## [MATERIAL SUPPLIED]
────────────────────

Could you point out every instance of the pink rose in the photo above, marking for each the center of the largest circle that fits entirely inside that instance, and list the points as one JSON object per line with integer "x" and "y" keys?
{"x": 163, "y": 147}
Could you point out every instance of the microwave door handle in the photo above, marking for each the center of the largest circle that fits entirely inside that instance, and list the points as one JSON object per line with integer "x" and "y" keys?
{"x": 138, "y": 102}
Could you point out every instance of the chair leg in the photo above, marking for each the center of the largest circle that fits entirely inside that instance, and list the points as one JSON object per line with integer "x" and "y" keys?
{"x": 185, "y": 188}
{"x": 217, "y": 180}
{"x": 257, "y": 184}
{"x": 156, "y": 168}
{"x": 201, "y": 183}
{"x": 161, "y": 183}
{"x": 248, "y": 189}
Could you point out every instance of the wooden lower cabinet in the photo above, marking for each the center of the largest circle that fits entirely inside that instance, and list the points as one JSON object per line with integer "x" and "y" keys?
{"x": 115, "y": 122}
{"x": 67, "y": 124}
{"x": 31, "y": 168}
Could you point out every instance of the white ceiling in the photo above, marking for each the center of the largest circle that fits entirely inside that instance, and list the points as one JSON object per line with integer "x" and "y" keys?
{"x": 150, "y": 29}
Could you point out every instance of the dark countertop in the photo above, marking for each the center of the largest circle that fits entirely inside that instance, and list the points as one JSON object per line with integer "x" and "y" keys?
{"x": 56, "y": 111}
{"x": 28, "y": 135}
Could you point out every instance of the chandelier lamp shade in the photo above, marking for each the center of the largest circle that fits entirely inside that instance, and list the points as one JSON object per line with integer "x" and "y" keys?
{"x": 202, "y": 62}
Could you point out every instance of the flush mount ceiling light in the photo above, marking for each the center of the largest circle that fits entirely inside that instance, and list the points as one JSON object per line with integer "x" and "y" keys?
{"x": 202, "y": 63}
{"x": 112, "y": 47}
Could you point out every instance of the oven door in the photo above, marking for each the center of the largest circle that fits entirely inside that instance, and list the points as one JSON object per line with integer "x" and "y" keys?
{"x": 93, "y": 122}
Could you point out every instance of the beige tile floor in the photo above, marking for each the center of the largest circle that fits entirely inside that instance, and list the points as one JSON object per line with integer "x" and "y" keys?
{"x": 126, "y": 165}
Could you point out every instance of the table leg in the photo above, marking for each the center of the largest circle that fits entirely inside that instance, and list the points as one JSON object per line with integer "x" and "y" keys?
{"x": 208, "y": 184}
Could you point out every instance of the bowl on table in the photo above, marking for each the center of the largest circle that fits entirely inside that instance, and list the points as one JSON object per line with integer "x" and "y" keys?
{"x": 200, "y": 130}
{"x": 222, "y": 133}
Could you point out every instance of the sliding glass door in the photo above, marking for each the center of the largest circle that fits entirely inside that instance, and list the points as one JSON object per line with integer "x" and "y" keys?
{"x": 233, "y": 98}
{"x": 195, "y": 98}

────────────────────

## [WRITTEN INSTRUCTION]
Extract every entry in the listing word for word.

## [FINISHED EXERCISE]
Could you point out every instance of the pink rose in the photo above, marking for each the center of the largest circle that fits entirely inside that instance, and list the points as one JSON object per line with integer "x" and "y" keys?
{"x": 163, "y": 147}
Could you point out every instance of the microwave door handle in the photo above, marking for each the center of the largest circle that fits entirely inside that instance, and list the points as one JSON object per line with integer "x" and "y" keys?
{"x": 138, "y": 102}
Could you point out every instance of the chair leg in the photo above, marking for each the center of the largest circle that fits entirely inside that instance, and list the points as one JSON object per line with integer "x" and "y" keys?
{"x": 185, "y": 188}
{"x": 217, "y": 180}
{"x": 257, "y": 184}
{"x": 156, "y": 168}
{"x": 201, "y": 183}
{"x": 161, "y": 183}
{"x": 248, "y": 189}
Could you point out every instance of the wooden lower cabinet in the photo above, marking for each the center of the largest circle that fits entirely inside that instance, and list the points as one JSON object per line with integer "x" and "y" keys?
{"x": 115, "y": 122}
{"x": 67, "y": 124}
{"x": 31, "y": 168}
Could you point out every instance of the white ceiling in the photo above, marking for each the center of the largest circle that fits entirely inside that instance, and list the points as one JSON object per line with integer "x" and "y" keys?
{"x": 150, "y": 29}
Could you point out every instance of the dark countertop in the photo above, marking for each the center of the largest circle that fits entirely inside that instance, and list the points as one JSON object per line with integer "x" and "y" keys?
{"x": 56, "y": 111}
{"x": 28, "y": 135}
Could you point out every instance of the chandelier lamp shade in the photo above, marking for each the center of the largest circle that fits entirely inside that instance, and list the points as one JSON object per line with integer "x" and "y" keys?
{"x": 202, "y": 62}
Could you point out every instance of the flush mount ceiling light in the photo above, marking for each the center of the largest circle that fits entirely inside that instance, and list the points as one JSON object per line with integer "x" and "y" keys?
{"x": 202, "y": 63}
{"x": 112, "y": 47}
Could you point out every instance of the oven door in the photo above, marking for each the center of the largest circle that fits entirely inside that instance, and list the points as one JSON object per line with integer "x" and "y" keys?
{"x": 93, "y": 122}
Could you point out every instance of the beige tile floor in the photo above, marking for each the center of the largest circle that fits entirely inside that instance, and list the points as one JSON object per line with integer "x" and "y" keys?
{"x": 126, "y": 165}
Could you point out every instance of the table leg in the photo above, marking for each the center of the largest circle that fits entirely inside that instance, and list the points as one JSON object per line with integer "x" and "y" keys?
{"x": 208, "y": 184}
Could you point out every instance of the bowl on table in the photo above, marking for each the center of the largest circle that fits entirely inside that instance, and list the points as one JSON object per line with integer "x" and "y" keys?
{"x": 200, "y": 130}
{"x": 222, "y": 133}
Could you point out every instance of the sliding glass door in the photo above, marking for each the center of the largest circle that fits entirely inside that instance, and list the points as one JSON object per line with integer "x" and "y" keys?
{"x": 233, "y": 98}
{"x": 195, "y": 98}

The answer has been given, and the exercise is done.